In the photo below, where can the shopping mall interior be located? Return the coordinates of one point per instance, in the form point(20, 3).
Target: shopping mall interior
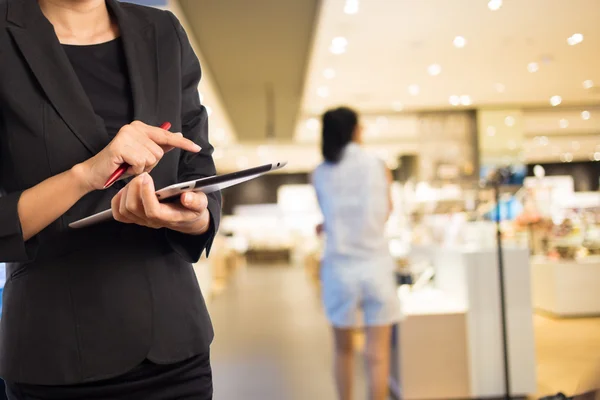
point(451, 94)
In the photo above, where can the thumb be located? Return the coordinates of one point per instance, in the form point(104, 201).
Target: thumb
point(194, 201)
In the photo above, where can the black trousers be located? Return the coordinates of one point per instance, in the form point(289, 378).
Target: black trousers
point(187, 380)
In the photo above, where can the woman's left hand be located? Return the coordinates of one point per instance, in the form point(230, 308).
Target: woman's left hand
point(137, 204)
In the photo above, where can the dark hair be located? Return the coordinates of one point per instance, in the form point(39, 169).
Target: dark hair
point(338, 129)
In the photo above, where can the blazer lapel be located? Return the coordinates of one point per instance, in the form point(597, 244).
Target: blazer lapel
point(139, 42)
point(36, 39)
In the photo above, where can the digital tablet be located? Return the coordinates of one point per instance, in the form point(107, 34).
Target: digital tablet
point(205, 185)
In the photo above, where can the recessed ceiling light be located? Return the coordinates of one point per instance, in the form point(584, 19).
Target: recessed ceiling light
point(454, 100)
point(329, 73)
point(567, 157)
point(312, 124)
point(414, 89)
point(539, 171)
point(533, 67)
point(323, 91)
point(351, 7)
point(575, 39)
point(434, 69)
point(460, 42)
point(556, 150)
point(382, 122)
point(397, 106)
point(494, 5)
point(338, 45)
point(465, 100)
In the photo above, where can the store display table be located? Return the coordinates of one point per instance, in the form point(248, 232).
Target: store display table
point(450, 343)
point(565, 288)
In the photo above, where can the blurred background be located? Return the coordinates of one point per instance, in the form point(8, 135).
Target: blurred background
point(449, 92)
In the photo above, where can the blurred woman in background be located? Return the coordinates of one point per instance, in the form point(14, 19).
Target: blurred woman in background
point(357, 273)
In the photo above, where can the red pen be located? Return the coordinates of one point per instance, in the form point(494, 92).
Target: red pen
point(121, 170)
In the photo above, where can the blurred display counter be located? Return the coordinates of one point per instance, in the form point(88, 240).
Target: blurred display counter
point(449, 345)
point(566, 288)
point(213, 273)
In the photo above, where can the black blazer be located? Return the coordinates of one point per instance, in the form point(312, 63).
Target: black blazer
point(90, 304)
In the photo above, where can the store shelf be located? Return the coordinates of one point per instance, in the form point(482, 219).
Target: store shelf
point(566, 288)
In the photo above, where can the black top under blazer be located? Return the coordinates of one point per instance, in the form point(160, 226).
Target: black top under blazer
point(85, 305)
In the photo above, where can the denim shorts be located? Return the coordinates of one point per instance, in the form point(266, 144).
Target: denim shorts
point(352, 287)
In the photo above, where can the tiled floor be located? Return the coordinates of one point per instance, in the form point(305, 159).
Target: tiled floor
point(568, 354)
point(272, 339)
point(273, 342)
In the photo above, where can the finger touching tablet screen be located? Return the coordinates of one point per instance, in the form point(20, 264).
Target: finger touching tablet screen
point(205, 185)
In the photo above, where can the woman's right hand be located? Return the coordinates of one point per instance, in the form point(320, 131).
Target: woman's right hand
point(137, 144)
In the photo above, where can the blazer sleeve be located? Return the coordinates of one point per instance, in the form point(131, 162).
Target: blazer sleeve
point(12, 246)
point(194, 165)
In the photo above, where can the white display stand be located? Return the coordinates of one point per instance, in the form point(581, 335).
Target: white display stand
point(469, 280)
point(566, 288)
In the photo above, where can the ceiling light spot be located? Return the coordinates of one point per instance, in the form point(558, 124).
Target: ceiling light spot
point(329, 73)
point(397, 106)
point(414, 89)
point(465, 100)
point(351, 7)
point(494, 5)
point(338, 45)
point(460, 42)
point(533, 67)
point(323, 91)
point(312, 124)
point(454, 100)
point(434, 69)
point(575, 39)
point(382, 122)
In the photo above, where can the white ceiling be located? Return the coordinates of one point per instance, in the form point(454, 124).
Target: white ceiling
point(391, 43)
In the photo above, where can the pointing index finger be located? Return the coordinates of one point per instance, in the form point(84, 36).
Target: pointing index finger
point(165, 138)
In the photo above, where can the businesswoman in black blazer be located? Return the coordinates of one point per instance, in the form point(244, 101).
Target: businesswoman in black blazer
point(112, 311)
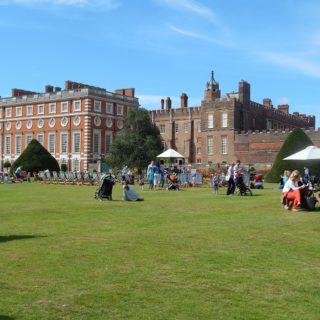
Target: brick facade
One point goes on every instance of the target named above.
(76, 125)
(223, 129)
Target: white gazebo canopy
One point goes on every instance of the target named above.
(170, 153)
(309, 153)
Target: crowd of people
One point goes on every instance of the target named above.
(297, 190)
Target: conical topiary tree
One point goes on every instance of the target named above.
(297, 140)
(35, 158)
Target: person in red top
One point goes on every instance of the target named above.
(258, 181)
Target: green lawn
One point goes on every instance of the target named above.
(177, 255)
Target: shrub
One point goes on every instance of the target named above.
(35, 158)
(7, 164)
(297, 140)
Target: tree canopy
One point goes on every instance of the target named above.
(137, 144)
(35, 158)
(297, 140)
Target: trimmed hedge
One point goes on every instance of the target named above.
(35, 158)
(296, 141)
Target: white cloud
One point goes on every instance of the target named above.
(189, 5)
(190, 34)
(299, 64)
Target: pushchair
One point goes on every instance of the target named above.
(105, 189)
(242, 182)
(173, 182)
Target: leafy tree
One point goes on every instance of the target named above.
(138, 143)
(296, 141)
(35, 158)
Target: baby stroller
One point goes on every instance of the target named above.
(173, 182)
(242, 185)
(105, 189)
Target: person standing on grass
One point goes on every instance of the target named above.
(229, 178)
(291, 190)
(150, 175)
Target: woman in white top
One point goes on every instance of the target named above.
(291, 190)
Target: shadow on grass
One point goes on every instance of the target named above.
(18, 237)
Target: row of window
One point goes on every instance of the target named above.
(64, 108)
(63, 122)
(224, 120)
(210, 146)
(186, 125)
(51, 147)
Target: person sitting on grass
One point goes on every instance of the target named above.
(128, 192)
(291, 191)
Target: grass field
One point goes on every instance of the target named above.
(177, 255)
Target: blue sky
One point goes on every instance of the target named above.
(165, 47)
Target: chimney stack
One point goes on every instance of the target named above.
(48, 88)
(168, 103)
(267, 102)
(284, 108)
(162, 104)
(184, 100)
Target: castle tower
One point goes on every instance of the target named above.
(212, 91)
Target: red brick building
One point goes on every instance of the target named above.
(76, 125)
(214, 131)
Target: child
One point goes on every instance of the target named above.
(141, 182)
(215, 180)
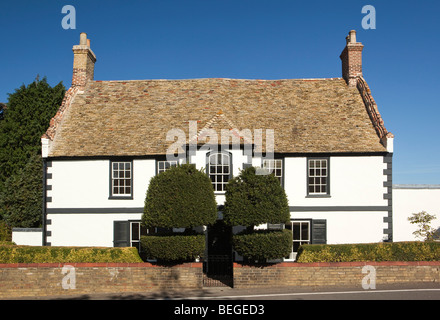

Exercise brief: Would you write out all of the data exactly as it stands, without the pictures?

Solution to the problem:
In the photo below, where can the shopping mall interior be located? Return the coordinates of one point per instance, in the form point(20, 3).
Target: shopping mall interior
point(451, 94)
In the photo above, where can the thumb be located? Return the coordinates of one point per instance, in the form point(104, 201).
Target: thumb
point(194, 201)
In the photo above, where can the black trousers be located? Return the coordinates of one point per instance, in the form point(289, 378).
Target: black trousers
point(187, 380)
In the photo above, where can the woman's left hand be located? Return the coordinates of one point per instance, in the form point(230, 308).
Target: woman's left hand
point(137, 204)
In the photo above, where can the dark hair be located? Return the coordinates of one point per instance, in the form point(39, 169).
Target: dark hair
point(338, 129)
In the photo above, where can the blazer lapel be located? Return the coordinates of one point per instance, in the form point(597, 244).
Target: blazer lapel
point(139, 42)
point(36, 39)
In the photo above, where can the digital tablet be located? Return the coordinates of one point per instance, in the form point(107, 34).
Target: digital tablet
point(205, 185)
In the photo above, where can the recessed ceiling light be located? Return the coordinates of one point per instance, in the form point(584, 19).
Target: recessed ceiling light
point(454, 100)
point(329, 73)
point(567, 157)
point(312, 124)
point(414, 89)
point(539, 171)
point(533, 67)
point(323, 91)
point(351, 7)
point(575, 39)
point(434, 69)
point(460, 42)
point(556, 150)
point(382, 122)
point(397, 106)
point(494, 5)
point(338, 45)
point(465, 100)
In the photo above, where can the store display table be located? Return the coordinates of one point per instance, in the form point(248, 232).
Target: store display table
point(450, 343)
point(565, 288)
In the photo above, where can the blurred background be located? Return the coordinates of one point per instance, in the form point(8, 135).
Target: blurred background
point(449, 92)
In the photo above, where can the blurred woman in background be located? Return the coordinates of one point per instance, in the form point(14, 19).
Target: blurred woman in background
point(357, 273)
In the photo above, where can the red pen be located? Return the coordinates of one point per instance, in the form point(494, 92).
Target: red pen
point(121, 170)
In the photo above, where can the blurred display counter be located? Return the coordinates of one point per instance, in the form point(88, 240).
Target: blurred display counter
point(449, 345)
point(566, 288)
point(213, 273)
In the photo above, where can the black blazer be located? Return the coordinates of one point per instance, in the form point(312, 63).
Target: black blazer
point(90, 304)
In the photo above, where can the store shelf be located? Return the coordinates of one point per instance, in the form point(482, 219).
Target: store shelf
point(566, 288)
In the photo above, where can the black top under blazer be located? Return the coordinates of one point per instance, in the form point(160, 226).
Target: black top under blazer
point(85, 305)
In the photo above, where can the denim shorts be located? Return the coordinates of one point per instance, in the form point(266, 144).
Target: denim shorts
point(352, 287)
In the photo above, where can the tiled floor be located? Return the coordinates of one point per instance, in the form point(305, 159).
Target: tiled floor
point(568, 354)
point(272, 339)
point(273, 342)
In the photo above, where can the finger touching tablet screen be located? Return the coordinates of one point per instance, in the form point(20, 264).
Target: finger touching tablet screen
point(205, 185)
In the photo above, where can the woman's right hand be located? Return the coordinates of one point per instance, in the form point(320, 131).
Target: woman's right hand
point(137, 144)
In the photo above, where can the blazer sleeve be located? Return the coordinates of one point per instance, in the form point(131, 162).
Target: blazer sleeve
point(12, 246)
point(194, 165)
In the photo above, where can the white display stand be located? Return the coordinates of one point per instance, in the form point(581, 335).
Target: white display stand
point(469, 280)
point(566, 288)
In the photo above, where can the ceiling light spot be located? Return the coordinates of one point per instance, in the form point(558, 124).
Target: ceiling light spot
point(329, 73)
point(397, 106)
point(414, 89)
point(465, 100)
point(351, 7)
point(494, 5)
point(338, 45)
point(460, 42)
point(533, 67)
point(323, 91)
point(312, 124)
point(454, 100)
point(434, 69)
point(575, 39)
point(382, 122)
In the photo above, where can the white ceiling be located? Return the coordinates of one point per instance, in the form point(454, 124).
Target: white ceiling
point(391, 43)
In the photo above, where can the pointing index finger be located? Return the coordinates of one point per instance, in the form point(84, 36).
Target: pointing index finger
point(165, 138)
In the photo above, where can the businesswoman in black blazer be located? Return the coordinates of one point per instance, in the form point(244, 101).
Target: businesswoman in black blazer
point(112, 311)
Target: brick facade
One point goes on every instance of the target named above.
(76, 125)
(223, 129)
Target: white gazebo canopy
One point goes on every instance of the target named above.
(170, 153)
(309, 153)
Target: crowd of people
One point goes on every instance of the target named above.
(297, 190)
Target: conical topiary tree
One point goes on every instance of the target named above.
(297, 140)
(35, 158)
Target: person in red top
One point goes on every instance of the target named above.
(258, 181)
Target: green lawn
One point goes on every instance of the target named above.
(177, 255)
Target: shrub
One point goes on every instance of the target named above.
(35, 158)
(7, 164)
(297, 140)
Target: tree canopy
One point goes on every instance of the target named above.
(137, 144)
(35, 158)
(297, 140)
Target: trimmed hedge
One point goes on every instance of the target named above.
(35, 158)
(296, 141)
Target: white cloud
One point goes on every instance of the target named above.
(189, 5)
(190, 34)
(299, 64)
Target: pushchair
One point goes on every instance of the target named above.
(105, 189)
(242, 182)
(173, 182)
Target: leafy tree
One point goes on every instance of the target named above.
(138, 143)
(296, 141)
(35, 158)
Target: baby stroller
One point goes on every instance of the target named above.
(173, 182)
(242, 185)
(105, 189)
Target: person standing on grass
One point goes on every instance of the target named above.
(229, 178)
(291, 190)
(150, 175)
Target: woman in white top
One point goes on every instance of the target named above.
(291, 190)
Target: shadow on grass
One point goes on every instance of the target named above.
(18, 237)
Target: row of window
One point goes on every instance of the target named above.
(64, 108)
(63, 122)
(224, 120)
(210, 146)
(186, 125)
(51, 147)
Target: person sitting on grass
One point goes on every instance of the target named above.
(128, 192)
(291, 191)
Target: grass field
One point goes on every instance of the target named above.
(177, 255)
Target: blue sky
One point goes on every instance of the target named above.
(165, 47)
Target: chimney stack
One point goes on every instance of the target named above.
(48, 88)
(168, 103)
(267, 102)
(284, 108)
(162, 104)
(184, 100)
Target: castle tower
One point goes on every instance of the target named above.
(212, 91)
Target: red brick building
One point goes on every instance of the target named above.
(76, 125)
(214, 131)
Target: child
One point goes on every instance of the target named above.
(141, 182)
(215, 180)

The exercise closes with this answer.